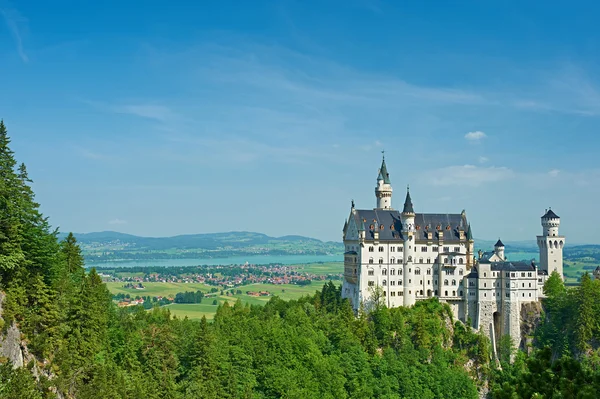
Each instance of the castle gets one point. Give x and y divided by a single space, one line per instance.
403 257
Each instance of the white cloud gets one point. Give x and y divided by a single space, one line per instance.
156 112
476 135
15 22
468 175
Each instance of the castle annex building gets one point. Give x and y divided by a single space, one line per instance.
408 256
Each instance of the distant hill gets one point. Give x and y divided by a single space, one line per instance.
111 245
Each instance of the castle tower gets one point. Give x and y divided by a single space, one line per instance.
383 190
551 244
408 233
499 250
470 248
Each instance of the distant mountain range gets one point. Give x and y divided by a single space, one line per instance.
112 246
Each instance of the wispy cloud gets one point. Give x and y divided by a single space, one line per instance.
157 112
15 22
468 175
475 136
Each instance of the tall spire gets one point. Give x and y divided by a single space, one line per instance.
383 173
408 208
469 233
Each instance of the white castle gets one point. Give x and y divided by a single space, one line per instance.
414 256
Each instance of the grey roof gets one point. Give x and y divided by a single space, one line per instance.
512 266
408 208
390 224
550 215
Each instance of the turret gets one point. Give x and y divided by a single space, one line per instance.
383 189
499 249
408 232
551 244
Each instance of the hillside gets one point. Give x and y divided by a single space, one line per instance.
110 245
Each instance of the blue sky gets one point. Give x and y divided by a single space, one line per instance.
158 119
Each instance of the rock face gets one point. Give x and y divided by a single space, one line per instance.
531 315
10 343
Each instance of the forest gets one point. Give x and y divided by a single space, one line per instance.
78 344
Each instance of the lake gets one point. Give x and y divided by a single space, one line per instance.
234 260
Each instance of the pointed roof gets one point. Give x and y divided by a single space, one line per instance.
383 173
469 233
408 208
550 215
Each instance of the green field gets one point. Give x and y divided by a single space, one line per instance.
158 289
196 311
323 268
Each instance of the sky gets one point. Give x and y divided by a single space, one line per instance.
161 118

→ Exercise aim: With the images removed, give back every entry exactly as shown.

→ Solution for this task:
Each instance of the castle gets one point. Give x and y divided by a single space, one line per instance.
403 257
Each instance of the white cloud gets one point. Give x and y divided by a single space, one line per instance.
156 112
476 135
15 22
468 175
Each instance of the castle annex building gets one point. Give x and y divided by a single space, one line per instance.
408 256
Each instance of the distant hill gets one point. Give x and y divided by a single space, one line per instance.
111 245
Each instance of the castle tower gets one point. Give x and y divided by a single space, one line per instance.
383 190
551 244
408 233
499 250
470 248
Each instance of the distant mountain range gets one point. Give x and y divided by a single space, one line per instance.
112 246
Each instance of the wispy cloud gets one point. Give x and y divided by a single space, one line per instance.
157 112
15 22
468 175
475 136
Each instance of the tall spire gets one point. Give x and y divided by a single space, one line per instance.
383 173
408 208
469 233
Each instance of the white castle gets one point. Give x and y divided by a single space, one line per instance.
414 256
Each instance of the grey roof gets one point. Give x and y divided by a single space, one line per instance.
512 266
408 208
390 224
550 215
Each instance of the turret gets one point. Give x and y divided by a single space, one line per instance.
383 189
499 249
408 232
551 244
Each instance of the hillside gets one point. Give x and y divided by a single space, one line per instance.
110 245
Each instance of the blue sky gets one point. Give x and y divided by a single space, one line per instance.
158 119
Each instance of the rock face gets one point. Give x and y divided by a single space, one line per instance.
531 315
10 343
Each instance of the forest gets one point. Give x and y divided by a single space, one line per instance.
78 344
Each instance of the lake gets one point. Give x and y divided by a single space, one line per instance.
234 260
Each instance of the pointed roof gets one point. Give x and y divided by a single space, one line per instance.
383 173
469 233
408 208
550 215
Each instance of the green field gets one point. Give x and y divided by a single space, one line per instance.
158 289
196 311
323 268
Each instance of the sky gets one point. Give x and y divided by a single space, one line per instance.
161 118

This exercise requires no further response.